Dataset entries:
================

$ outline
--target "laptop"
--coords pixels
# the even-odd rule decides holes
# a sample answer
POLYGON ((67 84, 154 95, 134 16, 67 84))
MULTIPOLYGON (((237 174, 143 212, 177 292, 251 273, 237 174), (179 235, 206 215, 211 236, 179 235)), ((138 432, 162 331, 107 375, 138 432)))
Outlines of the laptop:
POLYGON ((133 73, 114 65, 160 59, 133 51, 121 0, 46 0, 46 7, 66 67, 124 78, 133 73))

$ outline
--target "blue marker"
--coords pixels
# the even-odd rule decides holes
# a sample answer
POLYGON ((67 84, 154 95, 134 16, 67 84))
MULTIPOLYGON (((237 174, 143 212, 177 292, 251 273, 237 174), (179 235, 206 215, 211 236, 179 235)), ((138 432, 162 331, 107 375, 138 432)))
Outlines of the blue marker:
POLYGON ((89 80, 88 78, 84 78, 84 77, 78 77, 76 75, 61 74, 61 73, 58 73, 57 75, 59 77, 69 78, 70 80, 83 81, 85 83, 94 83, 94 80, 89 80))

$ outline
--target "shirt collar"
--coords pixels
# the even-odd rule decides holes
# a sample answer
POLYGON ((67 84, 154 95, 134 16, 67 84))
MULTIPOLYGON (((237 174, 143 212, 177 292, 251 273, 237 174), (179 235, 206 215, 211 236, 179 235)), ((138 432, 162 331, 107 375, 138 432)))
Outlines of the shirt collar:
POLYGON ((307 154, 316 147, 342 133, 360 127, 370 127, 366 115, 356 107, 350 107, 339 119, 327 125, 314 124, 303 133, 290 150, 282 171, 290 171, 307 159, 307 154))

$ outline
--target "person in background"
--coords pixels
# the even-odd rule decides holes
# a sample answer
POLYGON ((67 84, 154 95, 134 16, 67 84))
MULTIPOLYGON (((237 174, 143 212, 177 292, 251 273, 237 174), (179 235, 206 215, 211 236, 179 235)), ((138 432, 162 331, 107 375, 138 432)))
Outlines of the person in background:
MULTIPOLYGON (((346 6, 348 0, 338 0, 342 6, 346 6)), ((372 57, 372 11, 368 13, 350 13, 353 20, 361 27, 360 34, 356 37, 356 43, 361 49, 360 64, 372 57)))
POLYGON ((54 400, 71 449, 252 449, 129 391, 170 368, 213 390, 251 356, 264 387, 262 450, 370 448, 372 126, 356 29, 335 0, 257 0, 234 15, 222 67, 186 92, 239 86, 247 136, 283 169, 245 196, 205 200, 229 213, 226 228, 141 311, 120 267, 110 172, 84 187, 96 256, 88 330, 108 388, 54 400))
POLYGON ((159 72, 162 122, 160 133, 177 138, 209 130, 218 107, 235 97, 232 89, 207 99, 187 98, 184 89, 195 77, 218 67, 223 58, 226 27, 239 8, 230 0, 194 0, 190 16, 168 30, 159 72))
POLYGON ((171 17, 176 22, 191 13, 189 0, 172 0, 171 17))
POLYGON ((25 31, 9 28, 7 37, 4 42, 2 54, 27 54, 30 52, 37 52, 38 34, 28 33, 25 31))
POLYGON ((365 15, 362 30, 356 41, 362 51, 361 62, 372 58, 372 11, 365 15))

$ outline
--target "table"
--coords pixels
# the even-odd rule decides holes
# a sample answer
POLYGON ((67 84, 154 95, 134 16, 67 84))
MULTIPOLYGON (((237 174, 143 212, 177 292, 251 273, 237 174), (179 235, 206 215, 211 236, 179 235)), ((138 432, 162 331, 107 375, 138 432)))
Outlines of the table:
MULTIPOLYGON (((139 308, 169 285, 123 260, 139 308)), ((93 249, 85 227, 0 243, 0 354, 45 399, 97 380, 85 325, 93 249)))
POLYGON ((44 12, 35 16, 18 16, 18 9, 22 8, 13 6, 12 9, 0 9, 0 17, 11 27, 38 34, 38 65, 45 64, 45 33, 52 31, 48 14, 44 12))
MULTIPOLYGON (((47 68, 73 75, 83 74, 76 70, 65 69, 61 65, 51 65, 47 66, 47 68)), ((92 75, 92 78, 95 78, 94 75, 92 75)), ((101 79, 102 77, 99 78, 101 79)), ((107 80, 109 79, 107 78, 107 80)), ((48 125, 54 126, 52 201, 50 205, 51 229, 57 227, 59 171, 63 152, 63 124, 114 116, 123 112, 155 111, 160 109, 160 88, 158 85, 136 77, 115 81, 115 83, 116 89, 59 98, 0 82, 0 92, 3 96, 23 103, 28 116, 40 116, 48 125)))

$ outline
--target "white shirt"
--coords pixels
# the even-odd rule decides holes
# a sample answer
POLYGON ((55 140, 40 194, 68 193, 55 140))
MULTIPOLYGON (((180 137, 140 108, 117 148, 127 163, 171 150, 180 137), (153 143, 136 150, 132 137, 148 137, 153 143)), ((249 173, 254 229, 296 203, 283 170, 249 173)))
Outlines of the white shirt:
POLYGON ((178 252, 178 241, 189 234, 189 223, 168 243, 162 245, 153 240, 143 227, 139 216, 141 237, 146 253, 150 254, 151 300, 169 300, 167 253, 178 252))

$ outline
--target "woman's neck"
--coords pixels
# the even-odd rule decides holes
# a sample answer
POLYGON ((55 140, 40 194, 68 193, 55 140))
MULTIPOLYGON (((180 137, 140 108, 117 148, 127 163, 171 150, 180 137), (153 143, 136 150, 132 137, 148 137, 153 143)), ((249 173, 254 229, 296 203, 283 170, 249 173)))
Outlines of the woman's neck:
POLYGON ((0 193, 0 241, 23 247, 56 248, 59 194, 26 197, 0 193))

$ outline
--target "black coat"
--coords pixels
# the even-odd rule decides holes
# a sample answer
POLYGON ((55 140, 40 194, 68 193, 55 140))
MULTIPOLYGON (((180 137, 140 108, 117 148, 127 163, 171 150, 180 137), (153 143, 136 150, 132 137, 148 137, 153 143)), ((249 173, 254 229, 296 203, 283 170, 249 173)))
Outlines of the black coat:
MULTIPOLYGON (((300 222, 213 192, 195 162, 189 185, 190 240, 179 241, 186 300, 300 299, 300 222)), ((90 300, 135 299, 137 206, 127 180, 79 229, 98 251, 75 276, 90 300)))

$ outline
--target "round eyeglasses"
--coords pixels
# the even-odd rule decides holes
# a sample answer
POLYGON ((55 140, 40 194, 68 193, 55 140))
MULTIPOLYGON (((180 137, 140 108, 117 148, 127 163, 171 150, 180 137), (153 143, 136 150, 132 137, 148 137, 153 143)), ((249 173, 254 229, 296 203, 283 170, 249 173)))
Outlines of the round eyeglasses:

================

## Exercise requirements
Write the records out once more. Each line must match.

## Exercise response
$ outline
--target "laptop"
--coords pixels
# the even-odd rule decides holes
# a sample answer
POLYGON ((67 84, 154 95, 134 16, 67 84))
MULTIPOLYGON (((237 174, 143 212, 177 292, 251 273, 237 174), (179 235, 206 215, 211 236, 179 235)), ((138 432, 162 331, 107 375, 138 432)))
Outlines of the laptop:
POLYGON ((133 73, 114 65, 160 59, 133 51, 121 0, 46 0, 46 7, 66 67, 124 78, 133 73))

$ outline
--target "blue marker"
--coords pixels
# the even-odd rule decides holes
# a sample answer
POLYGON ((67 84, 154 95, 134 16, 67 84))
MULTIPOLYGON (((237 174, 143 212, 177 292, 251 273, 237 174), (179 235, 206 215, 211 236, 179 235)), ((138 432, 162 331, 107 375, 138 432)))
Outlines of the blue marker:
POLYGON ((89 80, 88 78, 84 78, 84 77, 78 77, 76 75, 61 74, 61 73, 58 73, 57 75, 59 77, 69 78, 70 80, 83 81, 85 83, 94 83, 94 80, 89 80))

$ outline
--target "shirt collar"
--coords pixels
# the even-odd rule decides holes
# a sample answer
POLYGON ((67 84, 154 95, 134 16, 67 84))
MULTIPOLYGON (((237 174, 143 212, 177 292, 251 273, 237 174), (179 235, 206 215, 211 236, 179 235)), ((138 432, 162 331, 107 375, 138 432)))
Outlines of the shirt collar:
POLYGON ((307 154, 316 147, 342 133, 360 127, 370 127, 366 115, 356 107, 350 107, 339 119, 327 125, 314 124, 303 133, 290 150, 282 171, 290 171, 307 159, 307 154))

$ outline
--target "person in background"
--coords pixels
# the even-odd rule decides holes
# a sample answer
POLYGON ((67 84, 154 95, 134 16, 67 84))
MULTIPOLYGON (((237 174, 143 212, 177 292, 251 273, 237 174), (179 235, 206 215, 211 236, 179 235)), ((138 432, 162 331, 107 375, 138 432)))
Outlines of the person in background:
MULTIPOLYGON (((346 6, 348 0, 338 0, 342 6, 346 6)), ((372 57, 372 11, 368 13, 350 13, 353 20, 361 27, 360 34, 356 37, 356 43, 361 49, 360 64, 372 57)))
POLYGON ((54 400, 71 449, 252 449, 129 391, 170 368, 213 390, 251 356, 264 387, 262 450, 370 448, 372 126, 356 29, 335 0, 257 0, 234 15, 222 67, 186 92, 239 86, 247 136, 283 169, 245 196, 205 200, 229 213, 226 228, 141 311, 120 267, 110 172, 84 187, 96 256, 88 330, 108 388, 54 400))
POLYGON ((159 72, 162 122, 160 133, 177 138, 209 130, 218 107, 235 97, 232 89, 207 99, 187 98, 184 89, 195 77, 218 67, 223 58, 226 27, 239 8, 230 0, 194 0, 190 16, 168 30, 159 72))
POLYGON ((171 17, 176 22, 191 13, 189 0, 172 0, 171 17))
POLYGON ((25 31, 9 28, 7 37, 4 42, 2 54, 27 54, 30 52, 37 52, 38 34, 28 33, 25 31))
POLYGON ((365 15, 362 30, 356 41, 362 51, 361 62, 372 58, 372 11, 365 15))

$ outline
--target "table"
--coords pixels
# the even-odd rule decides holes
# a sample answer
POLYGON ((67 84, 154 95, 134 16, 67 84))
MULTIPOLYGON (((237 174, 143 212, 177 292, 251 273, 237 174), (179 235, 206 215, 211 236, 179 235)), ((138 432, 162 331, 107 375, 138 432)))
Outlines of the table:
MULTIPOLYGON (((139 308, 169 285, 123 260, 139 308)), ((93 249, 85 227, 0 243, 0 354, 45 399, 97 380, 85 325, 93 249)))
POLYGON ((44 12, 35 16, 18 16, 18 9, 22 8, 13 6, 12 9, 0 9, 0 17, 11 27, 38 34, 38 65, 45 64, 45 33, 52 31, 48 14, 44 12))
MULTIPOLYGON (((47 68, 73 75, 83 74, 76 70, 65 69, 61 65, 51 65, 47 66, 47 68)), ((92 75, 92 78, 95 78, 94 75, 92 75)), ((101 79, 102 77, 99 78, 101 79)), ((107 80, 109 79, 107 78, 107 80)), ((48 125, 54 126, 52 201, 50 205, 51 229, 57 227, 59 171, 63 152, 63 124, 114 116, 123 112, 155 111, 160 109, 160 88, 158 85, 136 77, 115 81, 115 83, 116 89, 59 98, 0 82, 0 92, 3 96, 23 103, 28 116, 40 116, 48 125)))

$ outline
--target "white shirt"
--coords pixels
# the even-odd rule decides holes
# a sample answer
POLYGON ((55 140, 40 194, 68 193, 55 140))
MULTIPOLYGON (((180 137, 140 108, 117 148, 127 163, 171 150, 180 137), (153 143, 136 150, 132 137, 148 137, 153 143)), ((249 173, 254 229, 296 203, 283 170, 249 173)))
Outlines of the white shirt:
POLYGON ((178 252, 178 241, 189 234, 189 223, 168 243, 162 245, 153 240, 143 227, 139 216, 141 237, 146 253, 150 254, 151 300, 169 300, 167 253, 178 252))

$ outline
--target "woman's neck"
--coords pixels
# the even-odd rule decides holes
# a sample answer
POLYGON ((55 140, 40 194, 68 193, 55 140))
MULTIPOLYGON (((180 137, 140 108, 117 148, 127 163, 171 150, 180 137), (153 143, 136 150, 132 137, 148 137, 153 143)), ((249 173, 254 229, 296 203, 283 170, 249 173)))
Outlines of the woman's neck:
POLYGON ((0 193, 0 241, 23 247, 56 248, 59 194, 26 197, 0 193))

$ outline
--target "black coat"
--coords pixels
# the even-odd rule decides holes
# a sample answer
POLYGON ((55 140, 40 194, 68 193, 55 140))
MULTIPOLYGON (((180 137, 140 108, 117 148, 127 163, 171 150, 180 137), (153 143, 136 150, 132 137, 148 137, 153 143)), ((249 173, 254 229, 296 203, 283 170, 249 173)))
Outlines of the black coat:
MULTIPOLYGON (((300 222, 213 192, 195 162, 189 185, 190 240, 179 241, 186 300, 300 299, 300 222)), ((90 300, 135 299, 137 206, 127 180, 79 229, 98 251, 75 276, 90 300)))

$ outline
--target "round eyeglasses"
--coords pixels
# the even-odd rule decides holes
# a sample answer
POLYGON ((55 140, 40 194, 68 193, 55 140))
MULTIPOLYGON (((180 137, 140 108, 117 148, 127 163, 171 150, 180 137), (153 143, 136 150, 132 137, 148 137, 153 143)), ((249 173, 254 229, 296 203, 283 170, 249 173)))
Outlines of the round eyeglasses:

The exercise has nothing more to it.